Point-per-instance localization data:
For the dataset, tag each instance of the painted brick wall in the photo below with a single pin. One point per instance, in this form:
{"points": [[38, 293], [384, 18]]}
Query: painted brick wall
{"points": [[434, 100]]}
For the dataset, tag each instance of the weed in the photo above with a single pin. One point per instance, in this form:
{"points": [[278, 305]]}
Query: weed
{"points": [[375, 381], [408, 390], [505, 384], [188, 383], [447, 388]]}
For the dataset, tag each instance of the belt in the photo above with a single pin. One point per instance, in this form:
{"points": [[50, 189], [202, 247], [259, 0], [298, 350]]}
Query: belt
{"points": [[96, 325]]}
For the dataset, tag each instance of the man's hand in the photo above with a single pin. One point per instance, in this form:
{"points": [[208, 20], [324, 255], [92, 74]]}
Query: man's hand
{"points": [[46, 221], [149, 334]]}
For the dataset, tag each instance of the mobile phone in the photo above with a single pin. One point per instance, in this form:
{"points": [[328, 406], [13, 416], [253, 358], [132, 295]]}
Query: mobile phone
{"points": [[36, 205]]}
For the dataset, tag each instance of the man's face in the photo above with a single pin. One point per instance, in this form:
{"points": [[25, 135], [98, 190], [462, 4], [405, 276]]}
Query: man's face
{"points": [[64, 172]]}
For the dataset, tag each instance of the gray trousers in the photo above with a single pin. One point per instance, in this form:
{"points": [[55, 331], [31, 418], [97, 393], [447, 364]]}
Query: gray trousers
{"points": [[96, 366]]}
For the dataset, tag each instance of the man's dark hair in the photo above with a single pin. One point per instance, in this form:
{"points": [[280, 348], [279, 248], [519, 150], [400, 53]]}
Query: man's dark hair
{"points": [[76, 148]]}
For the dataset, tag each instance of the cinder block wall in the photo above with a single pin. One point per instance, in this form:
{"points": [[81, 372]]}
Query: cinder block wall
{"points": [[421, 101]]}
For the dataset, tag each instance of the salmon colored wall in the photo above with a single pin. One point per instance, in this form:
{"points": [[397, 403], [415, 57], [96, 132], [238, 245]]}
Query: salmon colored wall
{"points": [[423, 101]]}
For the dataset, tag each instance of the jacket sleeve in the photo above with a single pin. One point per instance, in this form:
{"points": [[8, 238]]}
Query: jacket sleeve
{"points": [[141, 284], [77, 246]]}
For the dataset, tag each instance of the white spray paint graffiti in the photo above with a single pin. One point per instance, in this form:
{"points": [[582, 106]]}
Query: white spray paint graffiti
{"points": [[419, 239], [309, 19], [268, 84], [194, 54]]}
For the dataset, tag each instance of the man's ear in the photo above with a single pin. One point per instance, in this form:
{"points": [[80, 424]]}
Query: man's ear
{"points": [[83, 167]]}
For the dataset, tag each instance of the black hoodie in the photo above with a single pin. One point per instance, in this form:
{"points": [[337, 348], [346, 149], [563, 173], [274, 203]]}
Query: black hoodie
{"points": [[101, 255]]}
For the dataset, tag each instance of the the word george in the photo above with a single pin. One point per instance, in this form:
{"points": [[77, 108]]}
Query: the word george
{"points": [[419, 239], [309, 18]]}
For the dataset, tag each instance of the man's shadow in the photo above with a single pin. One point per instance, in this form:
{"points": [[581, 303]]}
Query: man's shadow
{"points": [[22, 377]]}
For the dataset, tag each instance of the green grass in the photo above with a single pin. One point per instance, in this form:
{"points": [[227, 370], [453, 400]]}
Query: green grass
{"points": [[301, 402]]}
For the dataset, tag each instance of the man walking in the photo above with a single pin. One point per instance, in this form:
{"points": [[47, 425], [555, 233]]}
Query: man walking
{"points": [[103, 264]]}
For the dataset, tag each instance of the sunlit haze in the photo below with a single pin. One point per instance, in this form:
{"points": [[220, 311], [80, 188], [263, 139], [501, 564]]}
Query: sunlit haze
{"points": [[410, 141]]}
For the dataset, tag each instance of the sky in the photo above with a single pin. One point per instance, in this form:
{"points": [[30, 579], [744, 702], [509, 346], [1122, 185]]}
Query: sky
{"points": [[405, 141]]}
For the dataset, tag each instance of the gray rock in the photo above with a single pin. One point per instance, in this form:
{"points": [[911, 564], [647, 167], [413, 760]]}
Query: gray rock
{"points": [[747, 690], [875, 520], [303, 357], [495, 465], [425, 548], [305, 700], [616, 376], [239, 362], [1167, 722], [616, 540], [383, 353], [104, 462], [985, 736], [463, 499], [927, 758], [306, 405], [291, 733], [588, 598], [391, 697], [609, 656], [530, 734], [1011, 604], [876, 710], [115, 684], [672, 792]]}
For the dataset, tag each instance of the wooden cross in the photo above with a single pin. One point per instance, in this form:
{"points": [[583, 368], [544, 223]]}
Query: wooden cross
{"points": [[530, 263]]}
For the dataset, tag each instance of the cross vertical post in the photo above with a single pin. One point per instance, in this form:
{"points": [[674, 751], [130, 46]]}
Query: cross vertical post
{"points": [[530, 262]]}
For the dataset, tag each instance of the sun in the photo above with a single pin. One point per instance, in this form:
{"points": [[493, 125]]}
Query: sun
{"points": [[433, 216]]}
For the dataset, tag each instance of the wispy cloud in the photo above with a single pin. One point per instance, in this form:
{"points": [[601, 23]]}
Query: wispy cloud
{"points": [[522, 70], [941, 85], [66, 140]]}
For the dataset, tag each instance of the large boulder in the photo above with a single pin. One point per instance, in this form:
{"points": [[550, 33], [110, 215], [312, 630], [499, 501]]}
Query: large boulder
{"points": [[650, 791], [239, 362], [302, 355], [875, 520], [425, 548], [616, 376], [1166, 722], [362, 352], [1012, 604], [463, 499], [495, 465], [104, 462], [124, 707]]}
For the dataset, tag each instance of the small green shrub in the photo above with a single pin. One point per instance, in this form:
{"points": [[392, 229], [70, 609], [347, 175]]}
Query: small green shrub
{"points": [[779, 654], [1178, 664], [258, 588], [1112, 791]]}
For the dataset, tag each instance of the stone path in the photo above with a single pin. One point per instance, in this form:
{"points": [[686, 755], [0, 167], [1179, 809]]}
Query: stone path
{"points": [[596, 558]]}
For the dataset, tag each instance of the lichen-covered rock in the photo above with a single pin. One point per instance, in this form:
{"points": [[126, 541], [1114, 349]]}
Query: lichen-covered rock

About this task:
Your output must contain exactly the lines from the one containing "Query: stone path" to the final line of the data above, and no other text.

Exercise output:
Query: stone path
{"points": [[596, 558]]}
For the dataset, tag each instance of the lichen-covered rock in the photo above with a single pin. One point per instance, in this form:
{"points": [[126, 541], [1114, 349]]}
Query: lichen-covered rock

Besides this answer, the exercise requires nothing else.